WHAT THE TASK REQUIRES
Nothing in the entries may be dropped: restate them word for word.

[Items listed in a dataset]

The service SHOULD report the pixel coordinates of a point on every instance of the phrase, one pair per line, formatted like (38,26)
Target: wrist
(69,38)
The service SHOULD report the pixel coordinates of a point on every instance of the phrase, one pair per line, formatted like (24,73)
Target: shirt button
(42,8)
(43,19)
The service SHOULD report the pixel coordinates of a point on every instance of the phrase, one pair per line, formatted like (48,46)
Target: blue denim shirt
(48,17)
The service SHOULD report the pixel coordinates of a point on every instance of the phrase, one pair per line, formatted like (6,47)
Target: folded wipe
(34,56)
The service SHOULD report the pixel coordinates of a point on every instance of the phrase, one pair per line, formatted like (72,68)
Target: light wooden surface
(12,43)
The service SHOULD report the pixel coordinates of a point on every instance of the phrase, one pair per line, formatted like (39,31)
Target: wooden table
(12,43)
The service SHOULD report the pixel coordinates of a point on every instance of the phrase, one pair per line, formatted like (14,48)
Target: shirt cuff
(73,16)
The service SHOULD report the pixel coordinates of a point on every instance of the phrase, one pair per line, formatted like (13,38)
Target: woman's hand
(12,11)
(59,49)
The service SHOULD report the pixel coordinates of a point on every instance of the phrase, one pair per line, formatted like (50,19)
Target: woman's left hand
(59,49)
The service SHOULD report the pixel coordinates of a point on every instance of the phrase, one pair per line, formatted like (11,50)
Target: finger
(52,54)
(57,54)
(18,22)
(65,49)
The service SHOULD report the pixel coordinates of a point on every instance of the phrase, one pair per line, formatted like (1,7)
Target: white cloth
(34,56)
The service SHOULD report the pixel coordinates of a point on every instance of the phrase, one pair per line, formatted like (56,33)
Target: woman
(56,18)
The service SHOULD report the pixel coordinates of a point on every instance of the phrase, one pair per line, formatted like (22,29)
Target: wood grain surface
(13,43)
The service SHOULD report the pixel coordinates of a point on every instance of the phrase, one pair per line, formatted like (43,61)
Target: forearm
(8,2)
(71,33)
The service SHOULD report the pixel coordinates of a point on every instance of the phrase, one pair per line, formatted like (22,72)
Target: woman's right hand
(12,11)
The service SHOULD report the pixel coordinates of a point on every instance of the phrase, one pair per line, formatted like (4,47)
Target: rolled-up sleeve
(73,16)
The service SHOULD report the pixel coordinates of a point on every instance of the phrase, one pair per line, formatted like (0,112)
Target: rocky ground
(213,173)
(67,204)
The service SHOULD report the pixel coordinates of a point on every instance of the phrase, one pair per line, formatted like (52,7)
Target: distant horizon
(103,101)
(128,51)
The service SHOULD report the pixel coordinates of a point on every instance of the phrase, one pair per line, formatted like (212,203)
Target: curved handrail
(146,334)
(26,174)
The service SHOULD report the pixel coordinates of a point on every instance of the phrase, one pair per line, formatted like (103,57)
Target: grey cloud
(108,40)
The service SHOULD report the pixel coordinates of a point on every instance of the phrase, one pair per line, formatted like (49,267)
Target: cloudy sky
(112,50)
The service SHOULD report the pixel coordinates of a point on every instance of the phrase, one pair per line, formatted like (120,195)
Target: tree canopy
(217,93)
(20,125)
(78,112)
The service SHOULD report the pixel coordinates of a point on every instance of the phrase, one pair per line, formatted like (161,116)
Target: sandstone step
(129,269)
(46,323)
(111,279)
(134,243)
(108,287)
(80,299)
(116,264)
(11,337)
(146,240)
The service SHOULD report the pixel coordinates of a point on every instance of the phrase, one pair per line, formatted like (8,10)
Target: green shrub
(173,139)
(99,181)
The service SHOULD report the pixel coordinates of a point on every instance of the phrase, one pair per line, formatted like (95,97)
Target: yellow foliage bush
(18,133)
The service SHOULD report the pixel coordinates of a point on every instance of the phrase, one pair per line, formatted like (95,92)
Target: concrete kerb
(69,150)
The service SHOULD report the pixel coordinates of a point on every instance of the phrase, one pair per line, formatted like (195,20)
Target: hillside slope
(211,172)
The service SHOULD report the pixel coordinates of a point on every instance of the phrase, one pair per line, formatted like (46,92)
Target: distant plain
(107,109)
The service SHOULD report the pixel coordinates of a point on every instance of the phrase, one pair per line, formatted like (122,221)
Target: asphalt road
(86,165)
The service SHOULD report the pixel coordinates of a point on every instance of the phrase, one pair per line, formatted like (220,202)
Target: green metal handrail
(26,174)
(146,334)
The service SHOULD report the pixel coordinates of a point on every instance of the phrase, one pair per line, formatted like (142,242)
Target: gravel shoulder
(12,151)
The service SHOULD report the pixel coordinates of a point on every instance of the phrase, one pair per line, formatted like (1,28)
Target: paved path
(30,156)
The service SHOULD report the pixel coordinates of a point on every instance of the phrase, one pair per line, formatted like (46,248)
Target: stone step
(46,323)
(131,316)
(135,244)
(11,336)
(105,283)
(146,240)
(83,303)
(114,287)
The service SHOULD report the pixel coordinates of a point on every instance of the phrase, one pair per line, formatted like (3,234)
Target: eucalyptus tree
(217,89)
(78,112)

EXPECTED OUTPUT
The service SHOULD report the pixel coordinates of a point on every instance of the phrase, one pair per line, formatted like (38,26)
Target: wrist
(69,38)
The service SHOULD report the pixel coordinates of a point on every instance of the phrase, one pair per line, formatted like (24,73)
Target: shirt button
(42,8)
(43,19)
The service SHOULD report the pixel coordinates of a point on every instance of the phrase, one pair per line, formatted like (48,46)
Target: blue denim shirt
(48,17)
The service SHOULD report the pixel coordinates of a point on every instance of the phrase, one pair per line, formatted like (6,47)
Target: folded wipe
(34,56)
The service SHOULD report the pixel coordinates of a point on every instance of the phrase, one pair per line, formatted like (72,68)
Target: light wooden surface
(12,43)
The service SHOULD report the pixel coordinates of a point on every instance of the phrase, one pair per line, formatted like (39,31)
Target: wooden table
(12,43)
The service SHOULD report the pixel coordinates of a point on every instance of the phrase, one pair per line, formatted like (14,48)
Target: shirt cuff
(73,16)
The service SHOULD report the pixel coordinates of a point on every instance of the phrase, one pair per line, formatted like (13,38)
Target: woman's hand
(12,11)
(59,49)
The service SHOULD report the pixel coordinates of a point on every instance of the phrase, one pair per line, formatted like (50,19)
Target: woman's left hand
(59,49)
The service SHOULD report the pixel coordinates of a point on every instance of the phrase, one pair per line, formatted like (11,50)
Target: finger
(52,54)
(57,54)
(18,22)
(65,49)
The service SHOULD report the pixel coordinates of a point on every instance of the phrase, one pair per line, formatted like (1,7)
Target: white cloth
(34,56)
The service SHOULD report the pixel coordinates of a point on every instance of the phrase, one pair per line, formatted like (56,33)
Target: woman
(56,18)
The service SHOULD report the pixel coordinates of a point on every instance of the phrase, one pair per line, formatted like (22,29)
Target: wood grain surface
(13,43)
The service SHOULD report the pixel coordinates of a point on every instance of the phrase, one pair per line, formatted like (43,61)
Target: forearm
(8,2)
(71,33)
The service SHOULD report the pixel coordinates of a point on every instance of the phrase, one pair per line, formatted like (22,72)
Target: woman's right hand
(12,11)
The service SHOULD report the pixel coordinates of a point on every instance of the phrase, one pair per line, formatted like (4,47)
Target: rolled-up sleeve
(73,16)
The service SHOULD report the pixel coordinates of a point on every instance of the phrase, one pair per line, formatted like (0,112)
Target: rocky ground
(213,173)
(67,204)
The service SHOULD report the pixel coordinates of a point on every instance of the phrase, one pair per line, formatted like (52,7)
Target: distant horizon
(103,101)
(128,51)
The service SHOULD report the pixel coordinates of a point on every instance of the phrase, one pair per line, formatted like (212,203)
Target: curved handrail
(146,334)
(26,174)
The service SHOULD report the pixel coordinates of a point on every instance of the phrase, one pair per line, formatted like (103,57)
Target: grey cloud
(108,40)
The service SHOULD report the pixel coordinates of a point on every instance of the phrase, one pair per line, formatted like (49,267)
Target: cloudy sky
(112,50)
The service SHOULD report the pixel coordinates of a point on every instance of the phrase, one pair per line, formatted like (120,195)
Target: tree canopy
(217,93)
(20,125)
(78,112)
The service SHOULD report the pixel coordinates of a point on every instance of the phrase, one pair per line, formatted like (161,116)
Target: sandstone step
(129,269)
(46,323)
(111,279)
(134,243)
(108,287)
(80,299)
(116,264)
(11,337)
(146,240)
The service SHOULD report the pixel coordinates of a point on every instance of the phrase, one pair per line, formatted like (8,10)
Target: green shrub
(173,139)
(99,181)
The service SHOULD report the pixel coordinates of a point on every instance of the phrase, one pair per line, formatted like (95,97)
Target: yellow foliage bush
(18,133)
The service SHOULD report the pixel coordinates of a point on every instance of the phrase, one pair per line, formatted like (95,92)
Target: concrete kerb
(69,150)
The service SHOULD report the pixel coordinates of a point on every instance of the phrase, one pair per line, formatted like (195,20)
Target: hillside slope
(211,172)
The service SHOULD report the pixel coordinates of a point on every instance of the phrase, one pair per line, formatted like (46,92)
Target: distant plain
(107,109)
The service SHOULD report the pixel coordinates of a point on every instance of the phrase, one pair per line, formatted like (122,221)
Target: asphalt road
(86,165)
The service SHOULD report the pixel coordinates of a point on every instance of the phrase, one pair per line, formatted like (220,202)
Target: green metal handrail
(26,174)
(146,334)
The service SHOULD report the pixel coordinates of a point on every instance of the phrase, one pair per line, formatted like (142,242)
Target: gravel shoulder
(12,151)
The service SHOULD report the pixel coordinates of a point on every instance of the phrase, one pair per line, formatted like (1,28)
Target: paved path
(30,156)
The service SHOULD report the pixel coordinates of a point on every instance of the phrase, one pair per line, formatted like (46,248)
Target: stone step
(46,323)
(131,316)
(135,244)
(11,336)
(105,283)
(146,240)
(83,303)
(114,287)
The service SHOULD report the pixel coordinates of a point on every instance of the phrase, one pair per line, formatted like (3,234)
Target: eucalyptus tree
(217,89)
(78,112)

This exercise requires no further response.